Take the line that contains "Identify the ornamental" and all lines after it, up to and including the last line of the data, and write them out exactly; nothing else belongs in the answer.

_Provided material_
★ ★ ★ ★ ★
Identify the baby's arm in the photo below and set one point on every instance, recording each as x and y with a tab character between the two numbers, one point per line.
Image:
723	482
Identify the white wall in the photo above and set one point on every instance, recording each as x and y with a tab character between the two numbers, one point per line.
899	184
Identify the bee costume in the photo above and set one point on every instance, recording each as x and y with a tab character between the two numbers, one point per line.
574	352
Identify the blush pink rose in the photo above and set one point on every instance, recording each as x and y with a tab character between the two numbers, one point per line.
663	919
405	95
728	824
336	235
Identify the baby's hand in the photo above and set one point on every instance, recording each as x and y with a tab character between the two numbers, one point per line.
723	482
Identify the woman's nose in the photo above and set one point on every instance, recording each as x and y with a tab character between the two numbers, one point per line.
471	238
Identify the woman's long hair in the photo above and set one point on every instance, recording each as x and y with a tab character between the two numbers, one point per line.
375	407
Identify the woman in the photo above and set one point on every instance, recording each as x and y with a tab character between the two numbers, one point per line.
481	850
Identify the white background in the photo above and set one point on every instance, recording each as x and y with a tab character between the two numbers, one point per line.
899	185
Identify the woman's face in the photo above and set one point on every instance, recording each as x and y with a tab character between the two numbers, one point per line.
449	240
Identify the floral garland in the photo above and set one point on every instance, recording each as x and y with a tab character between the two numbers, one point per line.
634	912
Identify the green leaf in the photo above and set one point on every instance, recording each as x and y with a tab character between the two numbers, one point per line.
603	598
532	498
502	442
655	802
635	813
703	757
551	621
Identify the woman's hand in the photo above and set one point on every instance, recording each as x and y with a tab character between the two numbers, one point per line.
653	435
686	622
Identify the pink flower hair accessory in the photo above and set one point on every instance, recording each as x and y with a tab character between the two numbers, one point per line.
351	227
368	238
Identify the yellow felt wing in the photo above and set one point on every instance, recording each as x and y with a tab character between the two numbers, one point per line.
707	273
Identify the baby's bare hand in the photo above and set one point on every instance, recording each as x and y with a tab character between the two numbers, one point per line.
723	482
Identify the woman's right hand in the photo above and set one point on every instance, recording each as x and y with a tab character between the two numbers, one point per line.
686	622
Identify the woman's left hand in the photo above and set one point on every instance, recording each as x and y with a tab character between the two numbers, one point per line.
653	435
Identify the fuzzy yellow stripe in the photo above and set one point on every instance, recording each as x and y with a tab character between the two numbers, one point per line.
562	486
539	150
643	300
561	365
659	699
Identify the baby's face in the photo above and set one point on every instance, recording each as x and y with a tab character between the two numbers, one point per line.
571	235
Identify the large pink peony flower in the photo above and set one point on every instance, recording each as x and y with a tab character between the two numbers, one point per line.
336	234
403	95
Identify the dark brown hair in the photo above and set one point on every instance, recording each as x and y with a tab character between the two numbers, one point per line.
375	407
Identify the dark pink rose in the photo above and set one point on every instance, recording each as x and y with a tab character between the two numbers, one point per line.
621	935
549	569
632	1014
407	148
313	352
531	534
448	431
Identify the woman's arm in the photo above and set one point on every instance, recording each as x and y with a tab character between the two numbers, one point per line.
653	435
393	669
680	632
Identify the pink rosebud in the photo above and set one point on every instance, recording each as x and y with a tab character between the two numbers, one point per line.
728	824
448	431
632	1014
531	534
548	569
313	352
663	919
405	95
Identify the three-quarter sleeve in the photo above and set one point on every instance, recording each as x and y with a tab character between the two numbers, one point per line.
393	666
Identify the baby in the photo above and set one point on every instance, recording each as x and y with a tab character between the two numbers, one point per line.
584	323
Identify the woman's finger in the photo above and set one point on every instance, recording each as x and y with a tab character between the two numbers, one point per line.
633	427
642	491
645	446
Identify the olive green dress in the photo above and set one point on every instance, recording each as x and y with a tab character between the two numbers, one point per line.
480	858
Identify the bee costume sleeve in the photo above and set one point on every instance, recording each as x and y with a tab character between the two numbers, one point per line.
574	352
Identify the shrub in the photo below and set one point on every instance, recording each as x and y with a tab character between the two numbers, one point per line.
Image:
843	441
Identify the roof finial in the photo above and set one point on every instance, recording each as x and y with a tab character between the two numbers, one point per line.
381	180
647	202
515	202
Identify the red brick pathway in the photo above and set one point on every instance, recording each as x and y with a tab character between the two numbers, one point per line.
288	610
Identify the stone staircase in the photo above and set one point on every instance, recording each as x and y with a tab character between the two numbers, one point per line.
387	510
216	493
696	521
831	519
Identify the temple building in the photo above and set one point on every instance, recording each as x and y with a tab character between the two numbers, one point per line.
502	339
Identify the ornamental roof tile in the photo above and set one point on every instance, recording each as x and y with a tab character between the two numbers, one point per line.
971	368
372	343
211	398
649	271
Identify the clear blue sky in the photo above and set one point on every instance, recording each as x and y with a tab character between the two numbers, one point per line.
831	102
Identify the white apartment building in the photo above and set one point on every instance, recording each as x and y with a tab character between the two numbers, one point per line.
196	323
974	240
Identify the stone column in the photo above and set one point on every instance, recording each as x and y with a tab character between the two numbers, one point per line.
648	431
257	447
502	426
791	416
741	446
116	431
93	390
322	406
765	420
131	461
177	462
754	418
★ ★ ★ ★ ★
_Written solution_
Identify the ornamental roof tile in the photo above and set one point on every instance, recording each as x and y with a tab character between the two numbers, one point per line.
971	368
372	343
211	398
649	271
Identify the clear blue sky in the photo above and set one point on every instance, recording each as x and y with a tab character between the two numbers, one point per line.
831	102
Identify the white apartment building in the photo above and set one point on every instance, recording each as x and y with a tab character between the two numbers, one point per line.
196	323
974	240
Identify the stone column in the photo above and set one point on every instance, recording each as x and y with a tab character between the two numbers, one point per line.
648	431
257	447
502	426
791	416
741	446
116	431
93	390
322	406
765	420
131	461
177	462
754	418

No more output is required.